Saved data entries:

-- Begin --

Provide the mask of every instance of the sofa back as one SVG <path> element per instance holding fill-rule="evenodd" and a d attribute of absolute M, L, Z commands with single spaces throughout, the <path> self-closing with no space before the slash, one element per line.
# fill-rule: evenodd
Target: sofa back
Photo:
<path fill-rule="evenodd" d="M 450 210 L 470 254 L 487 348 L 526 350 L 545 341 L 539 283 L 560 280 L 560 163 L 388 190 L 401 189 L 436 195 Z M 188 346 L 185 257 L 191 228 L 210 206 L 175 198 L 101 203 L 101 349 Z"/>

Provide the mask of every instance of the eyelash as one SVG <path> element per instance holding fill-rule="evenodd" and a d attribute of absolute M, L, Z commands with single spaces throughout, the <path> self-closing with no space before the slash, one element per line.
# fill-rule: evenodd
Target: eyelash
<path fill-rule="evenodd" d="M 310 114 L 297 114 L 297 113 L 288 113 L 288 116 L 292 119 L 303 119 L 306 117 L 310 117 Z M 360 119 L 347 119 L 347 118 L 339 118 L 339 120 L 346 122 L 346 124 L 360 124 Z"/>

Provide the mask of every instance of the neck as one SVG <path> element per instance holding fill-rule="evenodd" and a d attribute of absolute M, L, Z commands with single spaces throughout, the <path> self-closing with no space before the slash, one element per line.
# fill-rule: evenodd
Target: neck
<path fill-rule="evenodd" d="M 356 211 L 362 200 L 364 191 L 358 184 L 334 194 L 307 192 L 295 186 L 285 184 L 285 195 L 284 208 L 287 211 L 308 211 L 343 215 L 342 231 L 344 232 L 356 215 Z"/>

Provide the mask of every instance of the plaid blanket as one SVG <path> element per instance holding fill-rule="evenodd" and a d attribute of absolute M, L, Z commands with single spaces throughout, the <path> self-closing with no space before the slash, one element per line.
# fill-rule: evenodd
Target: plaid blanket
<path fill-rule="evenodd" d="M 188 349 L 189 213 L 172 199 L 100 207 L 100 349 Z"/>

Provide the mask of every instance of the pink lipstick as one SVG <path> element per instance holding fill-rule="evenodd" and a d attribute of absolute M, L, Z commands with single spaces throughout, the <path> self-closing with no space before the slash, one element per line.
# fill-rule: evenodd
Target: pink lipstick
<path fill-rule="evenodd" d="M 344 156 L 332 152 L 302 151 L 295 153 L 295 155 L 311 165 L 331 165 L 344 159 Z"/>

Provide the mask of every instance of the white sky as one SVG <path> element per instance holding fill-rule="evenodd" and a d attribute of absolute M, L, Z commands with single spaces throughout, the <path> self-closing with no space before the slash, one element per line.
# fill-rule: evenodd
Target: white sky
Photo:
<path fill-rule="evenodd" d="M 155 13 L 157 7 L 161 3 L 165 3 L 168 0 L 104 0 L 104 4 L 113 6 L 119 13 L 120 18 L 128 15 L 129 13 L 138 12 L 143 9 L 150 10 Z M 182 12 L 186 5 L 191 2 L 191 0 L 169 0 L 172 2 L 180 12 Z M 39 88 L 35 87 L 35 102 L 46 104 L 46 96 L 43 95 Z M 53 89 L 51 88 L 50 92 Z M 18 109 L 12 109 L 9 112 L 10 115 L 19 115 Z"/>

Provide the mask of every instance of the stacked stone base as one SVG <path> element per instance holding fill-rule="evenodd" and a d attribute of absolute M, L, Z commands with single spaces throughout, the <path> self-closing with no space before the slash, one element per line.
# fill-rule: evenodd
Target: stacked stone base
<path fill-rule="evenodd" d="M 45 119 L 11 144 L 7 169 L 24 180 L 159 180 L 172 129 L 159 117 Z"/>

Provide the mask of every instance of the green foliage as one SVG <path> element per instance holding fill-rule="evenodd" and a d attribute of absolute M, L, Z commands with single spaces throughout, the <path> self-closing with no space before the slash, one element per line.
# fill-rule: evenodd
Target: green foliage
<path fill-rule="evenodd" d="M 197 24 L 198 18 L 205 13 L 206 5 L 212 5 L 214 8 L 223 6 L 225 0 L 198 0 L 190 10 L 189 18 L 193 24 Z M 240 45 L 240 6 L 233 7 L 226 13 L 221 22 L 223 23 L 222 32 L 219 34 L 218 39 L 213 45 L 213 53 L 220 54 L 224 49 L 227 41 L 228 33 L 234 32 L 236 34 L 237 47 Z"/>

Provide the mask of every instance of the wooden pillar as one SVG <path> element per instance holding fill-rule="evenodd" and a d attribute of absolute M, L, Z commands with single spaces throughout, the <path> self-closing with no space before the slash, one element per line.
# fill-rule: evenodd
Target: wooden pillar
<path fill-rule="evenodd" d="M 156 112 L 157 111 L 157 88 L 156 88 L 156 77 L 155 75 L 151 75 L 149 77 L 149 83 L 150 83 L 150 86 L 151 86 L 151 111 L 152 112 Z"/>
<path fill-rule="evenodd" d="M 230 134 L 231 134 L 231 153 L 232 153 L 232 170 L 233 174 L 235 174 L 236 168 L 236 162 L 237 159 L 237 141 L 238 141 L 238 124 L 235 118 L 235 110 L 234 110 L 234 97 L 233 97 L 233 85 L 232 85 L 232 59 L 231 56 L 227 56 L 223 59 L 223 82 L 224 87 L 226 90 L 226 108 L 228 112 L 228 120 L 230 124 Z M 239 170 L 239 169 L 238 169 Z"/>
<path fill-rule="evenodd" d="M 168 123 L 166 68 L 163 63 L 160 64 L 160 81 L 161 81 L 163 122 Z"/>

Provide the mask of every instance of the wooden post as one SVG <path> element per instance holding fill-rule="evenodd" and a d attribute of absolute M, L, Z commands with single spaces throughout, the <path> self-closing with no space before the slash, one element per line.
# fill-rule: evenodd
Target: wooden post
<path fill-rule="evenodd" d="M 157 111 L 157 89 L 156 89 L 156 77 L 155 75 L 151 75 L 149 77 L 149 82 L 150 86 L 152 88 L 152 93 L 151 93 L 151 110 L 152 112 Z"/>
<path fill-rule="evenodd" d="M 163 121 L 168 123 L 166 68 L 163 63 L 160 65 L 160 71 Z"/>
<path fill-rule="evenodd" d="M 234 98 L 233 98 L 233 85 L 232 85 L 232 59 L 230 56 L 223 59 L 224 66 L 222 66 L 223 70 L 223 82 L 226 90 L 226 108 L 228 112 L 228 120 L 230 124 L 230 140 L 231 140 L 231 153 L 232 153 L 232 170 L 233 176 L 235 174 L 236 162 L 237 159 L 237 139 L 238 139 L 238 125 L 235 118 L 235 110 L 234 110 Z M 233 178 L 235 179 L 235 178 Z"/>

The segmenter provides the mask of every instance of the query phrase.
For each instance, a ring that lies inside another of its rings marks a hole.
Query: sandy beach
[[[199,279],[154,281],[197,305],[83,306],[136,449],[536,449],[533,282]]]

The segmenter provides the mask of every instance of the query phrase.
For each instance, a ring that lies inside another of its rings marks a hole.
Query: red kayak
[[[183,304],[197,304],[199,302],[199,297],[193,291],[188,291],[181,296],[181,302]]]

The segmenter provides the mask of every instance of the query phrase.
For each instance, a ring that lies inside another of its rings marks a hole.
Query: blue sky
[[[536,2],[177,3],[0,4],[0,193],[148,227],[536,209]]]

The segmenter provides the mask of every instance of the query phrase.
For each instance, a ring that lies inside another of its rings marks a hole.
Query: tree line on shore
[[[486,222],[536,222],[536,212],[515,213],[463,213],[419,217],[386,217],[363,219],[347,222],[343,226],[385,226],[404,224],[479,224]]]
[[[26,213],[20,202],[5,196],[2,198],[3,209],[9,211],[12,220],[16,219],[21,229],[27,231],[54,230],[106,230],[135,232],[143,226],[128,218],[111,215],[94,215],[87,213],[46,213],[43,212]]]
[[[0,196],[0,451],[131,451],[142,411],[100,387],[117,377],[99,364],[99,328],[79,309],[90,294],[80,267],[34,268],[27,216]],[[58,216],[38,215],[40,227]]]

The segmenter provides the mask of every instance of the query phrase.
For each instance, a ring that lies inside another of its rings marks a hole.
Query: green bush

-- End --

_Directions_:
Collect every line of the material that contains the string "white", matching case exactly.

_Response to this task_:
Provide the mask of every instance of the white sky as one SVG <path> element per instance holding fill-rule="evenodd" and a d attribute of absolute M, L, Z commands with single spaces throughout, the <path> self-closing with no space before the slash, one element per line.
Target: white sky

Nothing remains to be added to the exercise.